**What you need to do**
Your answer is one number, how many lines in the entries include "below".

%%

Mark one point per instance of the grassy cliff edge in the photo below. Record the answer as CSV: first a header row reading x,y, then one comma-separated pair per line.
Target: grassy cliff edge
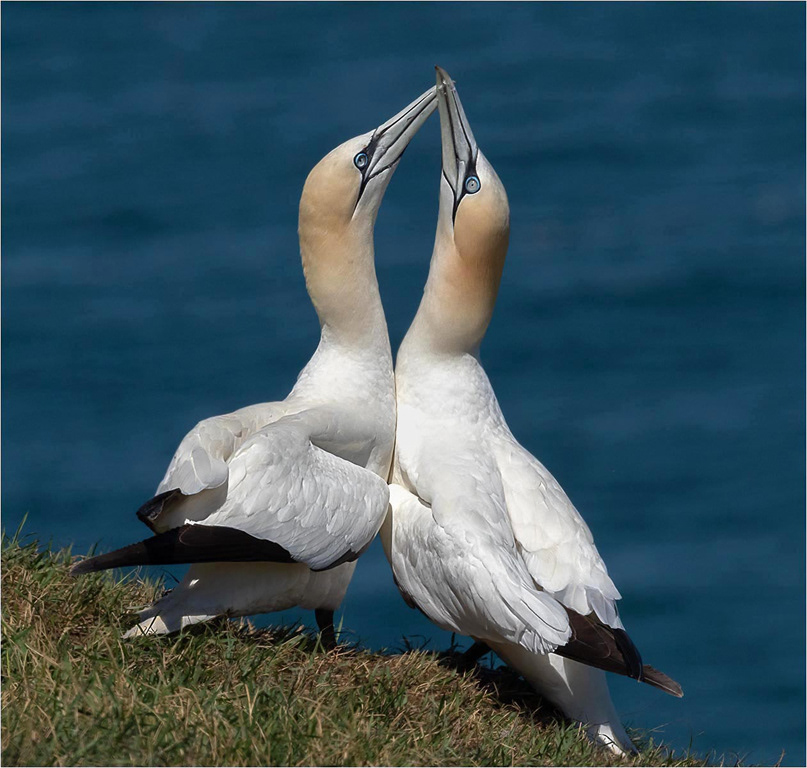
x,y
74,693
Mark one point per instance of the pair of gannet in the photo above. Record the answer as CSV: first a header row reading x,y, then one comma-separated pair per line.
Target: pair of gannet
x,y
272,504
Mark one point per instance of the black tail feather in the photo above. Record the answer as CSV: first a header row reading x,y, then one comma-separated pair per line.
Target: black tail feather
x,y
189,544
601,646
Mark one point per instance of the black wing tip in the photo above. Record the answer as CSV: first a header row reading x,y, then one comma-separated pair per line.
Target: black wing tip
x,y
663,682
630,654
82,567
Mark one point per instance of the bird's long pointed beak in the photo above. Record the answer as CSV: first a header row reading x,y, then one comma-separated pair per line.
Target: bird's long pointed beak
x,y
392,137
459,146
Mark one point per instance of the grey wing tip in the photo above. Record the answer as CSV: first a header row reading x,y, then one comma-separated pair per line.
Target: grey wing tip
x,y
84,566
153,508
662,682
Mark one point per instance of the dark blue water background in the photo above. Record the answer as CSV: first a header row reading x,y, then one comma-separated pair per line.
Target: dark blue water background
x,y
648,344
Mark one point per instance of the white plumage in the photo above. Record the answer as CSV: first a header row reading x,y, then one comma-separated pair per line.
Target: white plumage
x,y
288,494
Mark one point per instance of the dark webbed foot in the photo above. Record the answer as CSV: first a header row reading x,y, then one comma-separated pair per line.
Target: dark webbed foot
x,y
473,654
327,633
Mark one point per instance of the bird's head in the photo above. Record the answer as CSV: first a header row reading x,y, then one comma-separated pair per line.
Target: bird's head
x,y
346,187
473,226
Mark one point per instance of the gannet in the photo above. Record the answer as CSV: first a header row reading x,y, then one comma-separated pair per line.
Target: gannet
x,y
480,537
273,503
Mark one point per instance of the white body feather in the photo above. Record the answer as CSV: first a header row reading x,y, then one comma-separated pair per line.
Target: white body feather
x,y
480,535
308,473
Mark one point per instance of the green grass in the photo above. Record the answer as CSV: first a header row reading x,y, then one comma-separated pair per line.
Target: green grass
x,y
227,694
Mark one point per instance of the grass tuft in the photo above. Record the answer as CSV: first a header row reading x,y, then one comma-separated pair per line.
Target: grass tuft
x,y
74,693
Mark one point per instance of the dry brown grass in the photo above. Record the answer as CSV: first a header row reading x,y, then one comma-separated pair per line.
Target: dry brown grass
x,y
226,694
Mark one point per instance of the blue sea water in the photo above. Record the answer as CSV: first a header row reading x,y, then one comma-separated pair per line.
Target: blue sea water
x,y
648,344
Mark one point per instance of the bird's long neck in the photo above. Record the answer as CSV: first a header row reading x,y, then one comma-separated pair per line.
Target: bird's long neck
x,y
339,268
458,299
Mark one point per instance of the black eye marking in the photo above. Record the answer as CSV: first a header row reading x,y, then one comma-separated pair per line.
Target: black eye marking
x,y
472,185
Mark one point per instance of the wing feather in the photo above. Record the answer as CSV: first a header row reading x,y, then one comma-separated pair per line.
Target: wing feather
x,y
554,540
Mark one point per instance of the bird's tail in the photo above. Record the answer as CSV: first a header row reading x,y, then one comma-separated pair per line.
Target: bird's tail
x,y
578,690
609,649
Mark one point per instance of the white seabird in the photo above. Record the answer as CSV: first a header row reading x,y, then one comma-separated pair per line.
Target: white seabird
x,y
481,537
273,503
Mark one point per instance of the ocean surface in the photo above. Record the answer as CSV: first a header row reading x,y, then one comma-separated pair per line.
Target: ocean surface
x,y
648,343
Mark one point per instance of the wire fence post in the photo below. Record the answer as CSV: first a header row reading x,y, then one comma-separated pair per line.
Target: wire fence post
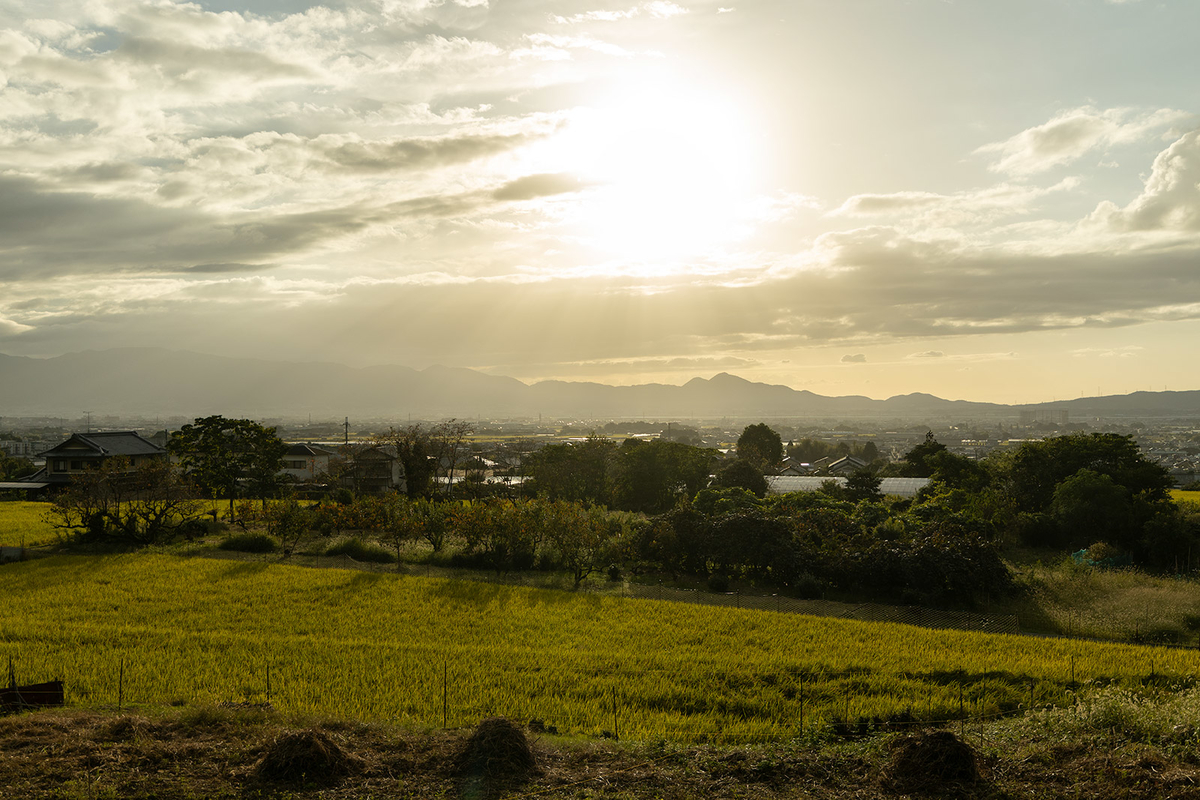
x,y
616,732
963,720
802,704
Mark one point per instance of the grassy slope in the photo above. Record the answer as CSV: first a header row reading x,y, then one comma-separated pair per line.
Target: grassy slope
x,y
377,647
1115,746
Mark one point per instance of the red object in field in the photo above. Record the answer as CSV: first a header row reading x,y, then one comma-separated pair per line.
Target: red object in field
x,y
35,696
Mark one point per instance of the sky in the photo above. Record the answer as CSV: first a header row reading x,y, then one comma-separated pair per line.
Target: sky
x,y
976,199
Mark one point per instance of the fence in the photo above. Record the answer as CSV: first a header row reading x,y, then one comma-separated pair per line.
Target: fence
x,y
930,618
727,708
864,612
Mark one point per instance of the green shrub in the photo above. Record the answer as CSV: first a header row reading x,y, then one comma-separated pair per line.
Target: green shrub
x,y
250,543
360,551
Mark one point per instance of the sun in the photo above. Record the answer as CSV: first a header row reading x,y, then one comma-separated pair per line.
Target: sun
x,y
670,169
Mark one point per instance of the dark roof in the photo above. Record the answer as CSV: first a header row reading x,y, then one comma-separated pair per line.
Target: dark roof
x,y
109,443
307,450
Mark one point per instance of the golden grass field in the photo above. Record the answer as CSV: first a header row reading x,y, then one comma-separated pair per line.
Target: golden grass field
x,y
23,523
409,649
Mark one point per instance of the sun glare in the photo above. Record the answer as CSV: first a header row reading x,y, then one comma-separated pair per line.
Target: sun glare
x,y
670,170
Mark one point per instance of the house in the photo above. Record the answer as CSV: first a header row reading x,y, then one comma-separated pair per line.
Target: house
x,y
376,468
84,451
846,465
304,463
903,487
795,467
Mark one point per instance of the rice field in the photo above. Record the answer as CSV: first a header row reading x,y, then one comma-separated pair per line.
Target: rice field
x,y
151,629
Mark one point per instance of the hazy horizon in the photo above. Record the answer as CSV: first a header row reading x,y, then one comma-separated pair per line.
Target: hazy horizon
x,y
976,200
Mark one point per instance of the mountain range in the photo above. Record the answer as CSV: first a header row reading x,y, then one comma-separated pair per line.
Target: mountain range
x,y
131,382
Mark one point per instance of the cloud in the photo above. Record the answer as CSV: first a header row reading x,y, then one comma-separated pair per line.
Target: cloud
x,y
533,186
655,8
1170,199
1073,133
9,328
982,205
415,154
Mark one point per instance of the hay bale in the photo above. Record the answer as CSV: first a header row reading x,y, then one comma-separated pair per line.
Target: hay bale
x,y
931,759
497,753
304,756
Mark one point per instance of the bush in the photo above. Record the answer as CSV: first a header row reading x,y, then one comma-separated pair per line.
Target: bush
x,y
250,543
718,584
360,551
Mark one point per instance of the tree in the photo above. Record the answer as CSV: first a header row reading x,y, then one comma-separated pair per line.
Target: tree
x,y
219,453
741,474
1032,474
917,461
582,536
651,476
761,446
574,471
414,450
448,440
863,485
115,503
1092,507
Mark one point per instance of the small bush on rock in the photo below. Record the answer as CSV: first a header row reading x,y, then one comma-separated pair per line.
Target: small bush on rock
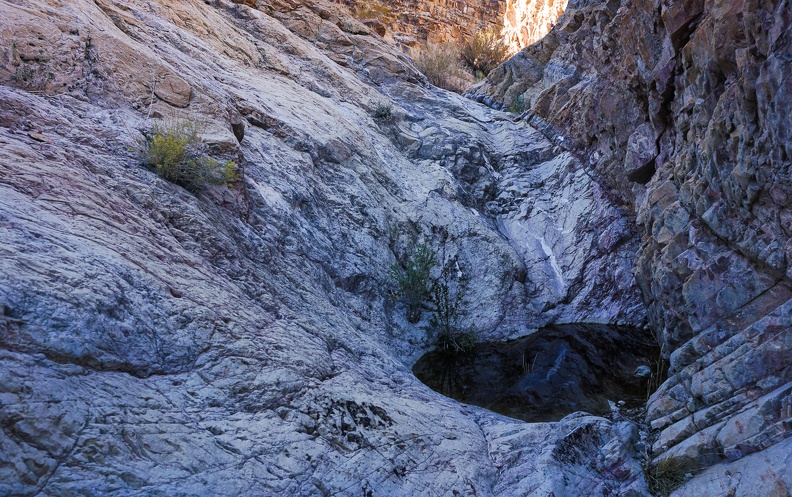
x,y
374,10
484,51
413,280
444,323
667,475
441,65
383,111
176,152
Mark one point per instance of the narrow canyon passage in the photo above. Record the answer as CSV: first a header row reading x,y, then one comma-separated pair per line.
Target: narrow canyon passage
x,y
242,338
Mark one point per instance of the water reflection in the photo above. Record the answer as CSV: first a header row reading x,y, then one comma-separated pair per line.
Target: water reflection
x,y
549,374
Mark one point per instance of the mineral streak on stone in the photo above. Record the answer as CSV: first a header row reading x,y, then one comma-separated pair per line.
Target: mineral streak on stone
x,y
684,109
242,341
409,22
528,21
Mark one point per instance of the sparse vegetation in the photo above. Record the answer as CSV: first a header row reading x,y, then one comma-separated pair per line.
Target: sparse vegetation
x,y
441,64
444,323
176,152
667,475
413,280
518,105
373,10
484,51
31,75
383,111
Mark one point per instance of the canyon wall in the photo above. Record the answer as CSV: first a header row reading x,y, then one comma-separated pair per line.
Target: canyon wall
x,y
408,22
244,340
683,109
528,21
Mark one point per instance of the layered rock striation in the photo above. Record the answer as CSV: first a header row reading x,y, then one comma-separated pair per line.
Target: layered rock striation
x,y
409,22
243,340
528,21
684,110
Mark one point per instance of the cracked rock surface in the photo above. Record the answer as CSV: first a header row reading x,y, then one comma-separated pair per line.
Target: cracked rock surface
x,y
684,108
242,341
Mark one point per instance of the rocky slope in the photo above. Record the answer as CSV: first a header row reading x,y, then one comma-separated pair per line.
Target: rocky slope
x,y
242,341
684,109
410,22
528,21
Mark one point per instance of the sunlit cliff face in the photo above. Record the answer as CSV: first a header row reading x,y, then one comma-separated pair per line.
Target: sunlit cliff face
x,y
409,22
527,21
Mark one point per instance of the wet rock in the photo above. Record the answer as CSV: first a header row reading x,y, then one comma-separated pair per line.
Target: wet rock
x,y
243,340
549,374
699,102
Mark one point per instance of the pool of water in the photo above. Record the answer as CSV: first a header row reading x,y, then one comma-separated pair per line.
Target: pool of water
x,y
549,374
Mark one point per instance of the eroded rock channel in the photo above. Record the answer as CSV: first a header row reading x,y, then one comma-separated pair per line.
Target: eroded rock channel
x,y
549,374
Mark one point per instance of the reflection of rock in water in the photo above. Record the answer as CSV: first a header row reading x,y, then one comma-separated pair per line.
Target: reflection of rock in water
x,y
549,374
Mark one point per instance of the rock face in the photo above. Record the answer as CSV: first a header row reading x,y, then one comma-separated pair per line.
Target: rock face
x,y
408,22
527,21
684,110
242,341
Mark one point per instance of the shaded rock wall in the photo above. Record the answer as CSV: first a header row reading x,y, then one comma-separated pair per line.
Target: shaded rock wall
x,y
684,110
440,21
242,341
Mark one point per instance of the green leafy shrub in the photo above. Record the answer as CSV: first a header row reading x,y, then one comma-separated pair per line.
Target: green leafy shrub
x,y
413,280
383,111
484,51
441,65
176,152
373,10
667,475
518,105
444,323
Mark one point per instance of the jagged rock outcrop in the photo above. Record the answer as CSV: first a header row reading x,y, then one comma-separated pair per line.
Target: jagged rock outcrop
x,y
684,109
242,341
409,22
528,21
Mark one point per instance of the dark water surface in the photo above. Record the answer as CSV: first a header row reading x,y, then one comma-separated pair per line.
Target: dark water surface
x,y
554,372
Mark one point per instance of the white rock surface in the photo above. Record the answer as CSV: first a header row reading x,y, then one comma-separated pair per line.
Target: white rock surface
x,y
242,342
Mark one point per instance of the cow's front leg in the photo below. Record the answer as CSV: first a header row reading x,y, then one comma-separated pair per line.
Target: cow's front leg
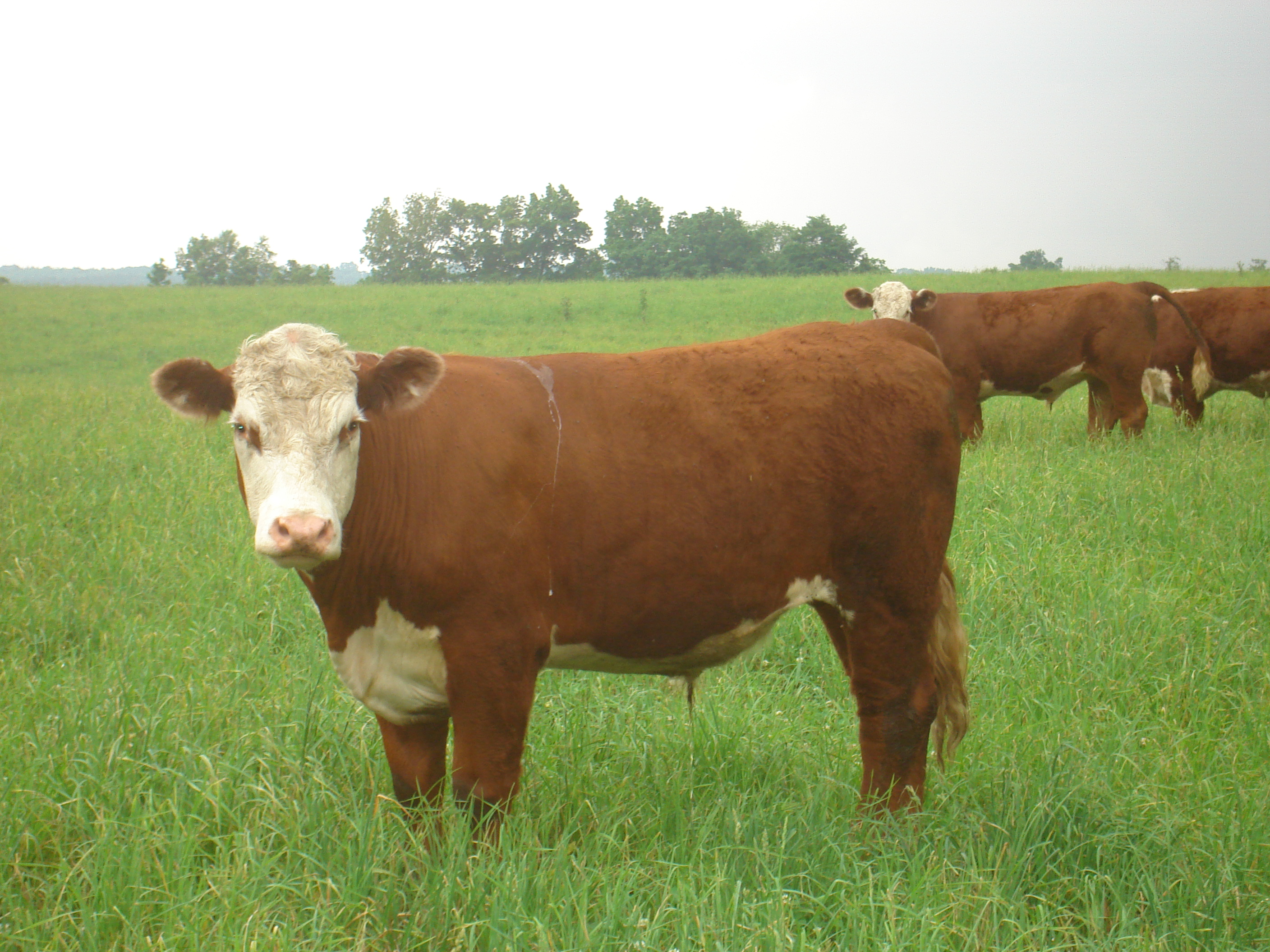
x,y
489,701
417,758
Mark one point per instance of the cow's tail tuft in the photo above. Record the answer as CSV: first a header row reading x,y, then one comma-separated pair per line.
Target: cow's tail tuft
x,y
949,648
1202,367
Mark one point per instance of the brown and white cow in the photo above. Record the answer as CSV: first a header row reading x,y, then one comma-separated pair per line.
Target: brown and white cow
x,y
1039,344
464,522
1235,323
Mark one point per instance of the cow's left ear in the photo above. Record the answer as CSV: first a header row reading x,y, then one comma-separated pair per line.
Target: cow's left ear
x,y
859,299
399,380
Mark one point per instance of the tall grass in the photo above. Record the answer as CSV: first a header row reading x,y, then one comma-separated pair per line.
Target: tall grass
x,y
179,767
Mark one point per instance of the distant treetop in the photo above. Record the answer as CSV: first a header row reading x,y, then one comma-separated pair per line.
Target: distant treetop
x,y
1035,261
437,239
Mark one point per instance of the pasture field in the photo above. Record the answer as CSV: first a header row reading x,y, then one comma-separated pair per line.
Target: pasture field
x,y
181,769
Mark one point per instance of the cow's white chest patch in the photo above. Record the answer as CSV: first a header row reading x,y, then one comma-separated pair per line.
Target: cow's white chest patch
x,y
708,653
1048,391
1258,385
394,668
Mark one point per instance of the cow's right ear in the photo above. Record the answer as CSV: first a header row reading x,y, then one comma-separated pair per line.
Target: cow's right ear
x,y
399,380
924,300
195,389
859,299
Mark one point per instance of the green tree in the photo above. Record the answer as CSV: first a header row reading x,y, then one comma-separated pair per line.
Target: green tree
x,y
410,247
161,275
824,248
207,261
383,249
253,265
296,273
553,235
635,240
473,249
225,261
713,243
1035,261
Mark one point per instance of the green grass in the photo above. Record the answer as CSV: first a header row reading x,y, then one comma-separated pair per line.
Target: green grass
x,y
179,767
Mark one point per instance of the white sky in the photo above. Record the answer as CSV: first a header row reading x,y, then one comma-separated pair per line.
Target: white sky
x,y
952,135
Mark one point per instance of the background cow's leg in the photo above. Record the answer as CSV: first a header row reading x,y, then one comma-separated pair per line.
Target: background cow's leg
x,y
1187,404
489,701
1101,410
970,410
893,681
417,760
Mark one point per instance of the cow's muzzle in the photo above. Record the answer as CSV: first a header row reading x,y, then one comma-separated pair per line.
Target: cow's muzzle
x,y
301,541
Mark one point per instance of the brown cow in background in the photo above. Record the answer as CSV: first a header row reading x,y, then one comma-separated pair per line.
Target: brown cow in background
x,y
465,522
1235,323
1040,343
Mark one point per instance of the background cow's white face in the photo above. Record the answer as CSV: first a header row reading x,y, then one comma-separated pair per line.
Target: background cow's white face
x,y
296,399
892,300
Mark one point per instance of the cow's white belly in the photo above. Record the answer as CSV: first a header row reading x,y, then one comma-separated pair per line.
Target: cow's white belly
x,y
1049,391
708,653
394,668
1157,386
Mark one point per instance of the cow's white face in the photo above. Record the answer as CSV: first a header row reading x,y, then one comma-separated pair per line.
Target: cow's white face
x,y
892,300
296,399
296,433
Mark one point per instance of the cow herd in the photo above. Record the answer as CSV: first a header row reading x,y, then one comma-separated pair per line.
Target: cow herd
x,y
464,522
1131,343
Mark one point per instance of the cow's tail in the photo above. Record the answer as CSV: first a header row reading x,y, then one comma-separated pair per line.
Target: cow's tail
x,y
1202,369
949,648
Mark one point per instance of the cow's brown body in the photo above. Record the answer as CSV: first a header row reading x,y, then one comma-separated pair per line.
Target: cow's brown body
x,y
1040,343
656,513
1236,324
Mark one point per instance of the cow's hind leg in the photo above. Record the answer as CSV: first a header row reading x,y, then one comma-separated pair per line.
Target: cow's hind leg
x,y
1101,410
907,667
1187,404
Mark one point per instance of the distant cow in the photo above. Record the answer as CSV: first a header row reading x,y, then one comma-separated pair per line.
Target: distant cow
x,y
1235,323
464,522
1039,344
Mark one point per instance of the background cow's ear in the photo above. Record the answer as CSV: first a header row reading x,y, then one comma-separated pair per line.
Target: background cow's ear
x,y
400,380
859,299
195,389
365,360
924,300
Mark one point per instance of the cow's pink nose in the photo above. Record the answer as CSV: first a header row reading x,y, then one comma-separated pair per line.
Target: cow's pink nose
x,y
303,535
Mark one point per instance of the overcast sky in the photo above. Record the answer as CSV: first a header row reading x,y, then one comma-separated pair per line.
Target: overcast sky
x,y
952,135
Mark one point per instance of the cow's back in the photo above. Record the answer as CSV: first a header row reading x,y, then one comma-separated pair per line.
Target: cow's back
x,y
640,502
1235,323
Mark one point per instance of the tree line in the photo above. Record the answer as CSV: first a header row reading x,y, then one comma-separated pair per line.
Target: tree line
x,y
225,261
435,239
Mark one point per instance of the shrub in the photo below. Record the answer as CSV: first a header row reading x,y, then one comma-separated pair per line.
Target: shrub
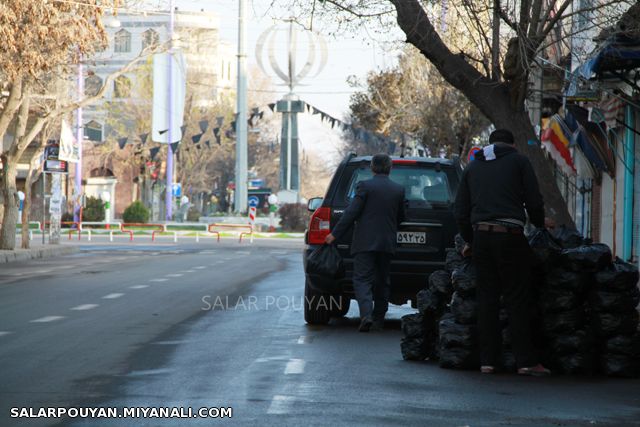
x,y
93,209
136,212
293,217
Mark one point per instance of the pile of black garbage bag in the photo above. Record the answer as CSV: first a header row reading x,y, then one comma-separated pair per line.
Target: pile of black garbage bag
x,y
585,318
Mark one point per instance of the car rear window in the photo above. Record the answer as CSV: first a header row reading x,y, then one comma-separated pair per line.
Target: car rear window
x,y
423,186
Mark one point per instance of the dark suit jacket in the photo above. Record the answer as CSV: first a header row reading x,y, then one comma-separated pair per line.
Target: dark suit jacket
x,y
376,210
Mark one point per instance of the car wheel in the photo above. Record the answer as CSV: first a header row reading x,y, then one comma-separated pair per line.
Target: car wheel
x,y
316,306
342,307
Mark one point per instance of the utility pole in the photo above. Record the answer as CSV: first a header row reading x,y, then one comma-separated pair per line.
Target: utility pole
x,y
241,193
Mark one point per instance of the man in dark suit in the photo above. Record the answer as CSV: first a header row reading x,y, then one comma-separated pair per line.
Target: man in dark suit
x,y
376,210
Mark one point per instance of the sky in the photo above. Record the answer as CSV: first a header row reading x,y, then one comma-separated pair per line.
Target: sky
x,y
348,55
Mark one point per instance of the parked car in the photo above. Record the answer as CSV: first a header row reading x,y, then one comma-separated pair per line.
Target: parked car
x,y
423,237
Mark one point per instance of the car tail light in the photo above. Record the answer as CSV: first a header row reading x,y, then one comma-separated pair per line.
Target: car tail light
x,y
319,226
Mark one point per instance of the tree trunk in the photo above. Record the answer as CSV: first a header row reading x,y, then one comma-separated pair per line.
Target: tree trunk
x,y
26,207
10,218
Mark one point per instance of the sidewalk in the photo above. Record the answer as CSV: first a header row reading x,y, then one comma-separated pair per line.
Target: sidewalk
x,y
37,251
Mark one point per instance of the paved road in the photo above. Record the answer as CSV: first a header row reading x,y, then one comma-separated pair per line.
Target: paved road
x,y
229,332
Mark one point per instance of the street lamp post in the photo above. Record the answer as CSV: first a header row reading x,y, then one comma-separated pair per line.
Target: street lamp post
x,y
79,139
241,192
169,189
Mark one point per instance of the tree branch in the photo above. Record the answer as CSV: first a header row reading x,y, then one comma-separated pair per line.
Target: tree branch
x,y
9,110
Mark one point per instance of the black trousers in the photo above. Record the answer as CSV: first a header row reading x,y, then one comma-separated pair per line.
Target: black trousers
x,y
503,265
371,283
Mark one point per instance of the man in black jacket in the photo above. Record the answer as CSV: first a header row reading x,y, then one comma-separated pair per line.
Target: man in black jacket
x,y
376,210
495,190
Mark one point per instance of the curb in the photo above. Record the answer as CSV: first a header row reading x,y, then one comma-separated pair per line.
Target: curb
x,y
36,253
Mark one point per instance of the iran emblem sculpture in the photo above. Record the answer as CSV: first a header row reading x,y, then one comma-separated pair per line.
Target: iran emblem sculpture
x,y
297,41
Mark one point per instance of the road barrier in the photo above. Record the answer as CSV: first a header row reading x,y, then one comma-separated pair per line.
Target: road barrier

%%

**Output of the exercise**
5